[PATCH] X86-32: Let gcc decide whether to inline memcpy was Re: New x86 warning

From: Andi Kleen
Date: Wed Apr 22 2009 - 04:45:32 EST


Ingo Molnar <mingo@xxxxxxx> writes:

> * Jeff Garzik <jeff@xxxxxxxxxx> wrote:
>
>> On x86-32, this warning now appears for me in 2.6.30-rc3, and did
>> not appear in 2.6.29.
>>
>> drivers/acpi/acpica/tbfadt.c: In function 'acpi_tb_create_local_fadt':
>> /spare/repo/linux-2.6/arch/x86/include/asm/string_32.h:75: warning:
>> array subscript is above array bounds
>
> Last i checked it was a GCC bounds check bogosity. All attempts to
> work it around or annotate it sanely (without changing the assembly
> code) failed. (new ideas welcome)
>
> The closest i came was the hacklet below to the assembly code. [with
> an intentionally corrupted patch header to make it harder to apply
> accidentally.]

Modern gcc (and that is all that is supported now) should be able to
generate this code on its own already. So if you call __builtin_* it
will just work (that is what 64bit does) without that explicit code.

Here's a patch that does that with some numbers. It gives about 3k
smaller kernels on my configuration.

IMHO it's long overdue to do this for 32bit too.

It's a very attractive patch because it removes a lot of code:

arch/x86/include/asm/string_32.h | 127 ++-------------------------------------
arch/x86/lib/memcpy_32.c | 16 ++++

-Andi

---

X86-32: Let gcc decide whether to inline memcpy

Modern gccs have own heuristics to decide whether string functions should be inlined
or not. This used to be not the case with old gccs, but Linux doesn't support them
anymore. The 64bit kernel always did it this way. Just define memcpy to
__builtin_memcpy and gcc should do the right thing. Also supply
a out of line memcpy that gcc can fall back to when it decides
not to inline.

First this fixes the

arch/x86/include/asm/string_32.h:75: warning: array subscript is above array bounds

warnings which have been creeping up recently by just
removing that code.
○ ○ ○ ○ ○
Stated problem A: Give the full name of every person mentioned in the kernel patch thread.
The records that follow have no connection to the text above.
○ ○ ○ ○ ○
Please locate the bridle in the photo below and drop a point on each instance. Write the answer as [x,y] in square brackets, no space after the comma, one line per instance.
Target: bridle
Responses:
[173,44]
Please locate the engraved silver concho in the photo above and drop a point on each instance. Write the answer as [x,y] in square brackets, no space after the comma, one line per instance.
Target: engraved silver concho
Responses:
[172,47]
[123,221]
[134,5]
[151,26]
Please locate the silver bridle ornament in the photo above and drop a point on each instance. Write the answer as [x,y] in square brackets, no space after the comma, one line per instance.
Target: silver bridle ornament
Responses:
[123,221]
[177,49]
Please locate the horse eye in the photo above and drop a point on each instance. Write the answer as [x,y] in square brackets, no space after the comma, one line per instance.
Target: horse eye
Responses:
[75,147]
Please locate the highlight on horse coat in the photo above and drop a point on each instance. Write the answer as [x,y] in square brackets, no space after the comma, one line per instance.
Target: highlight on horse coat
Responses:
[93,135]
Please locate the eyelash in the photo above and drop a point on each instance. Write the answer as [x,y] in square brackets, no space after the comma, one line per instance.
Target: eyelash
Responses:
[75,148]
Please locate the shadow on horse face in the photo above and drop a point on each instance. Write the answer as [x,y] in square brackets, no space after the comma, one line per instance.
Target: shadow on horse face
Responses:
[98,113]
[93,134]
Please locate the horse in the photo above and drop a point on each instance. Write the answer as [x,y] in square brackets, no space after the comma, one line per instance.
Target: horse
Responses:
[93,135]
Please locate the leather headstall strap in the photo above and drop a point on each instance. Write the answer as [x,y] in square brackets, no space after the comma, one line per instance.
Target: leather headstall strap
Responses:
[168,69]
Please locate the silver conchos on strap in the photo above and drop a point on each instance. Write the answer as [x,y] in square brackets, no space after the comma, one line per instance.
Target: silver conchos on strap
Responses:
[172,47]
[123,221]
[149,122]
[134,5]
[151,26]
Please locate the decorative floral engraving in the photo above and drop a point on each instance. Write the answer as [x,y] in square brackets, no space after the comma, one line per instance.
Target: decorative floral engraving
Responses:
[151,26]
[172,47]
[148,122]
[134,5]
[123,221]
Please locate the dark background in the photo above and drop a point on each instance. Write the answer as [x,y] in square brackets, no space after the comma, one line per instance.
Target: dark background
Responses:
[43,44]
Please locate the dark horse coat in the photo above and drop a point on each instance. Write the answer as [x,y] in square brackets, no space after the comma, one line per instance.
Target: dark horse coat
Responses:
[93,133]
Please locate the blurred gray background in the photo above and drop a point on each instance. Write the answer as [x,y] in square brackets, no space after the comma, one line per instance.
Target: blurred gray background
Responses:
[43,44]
○ ○ ○ ○ ○
Stated problem B: Reproduce the lines of the records from the line containing "Please locate the blurred" through the end of the records.

Correct response A:
Andi Kleen
Ingo Molnar
Jeff Garzik

Correct response B:
Please locate the blurred gray background in the photo above and drop a point on each instance. Write the answer as [x,y] in square brackets, no space after the comma, one line per instance.
Target: blurred gray background
Responses:
[43,44]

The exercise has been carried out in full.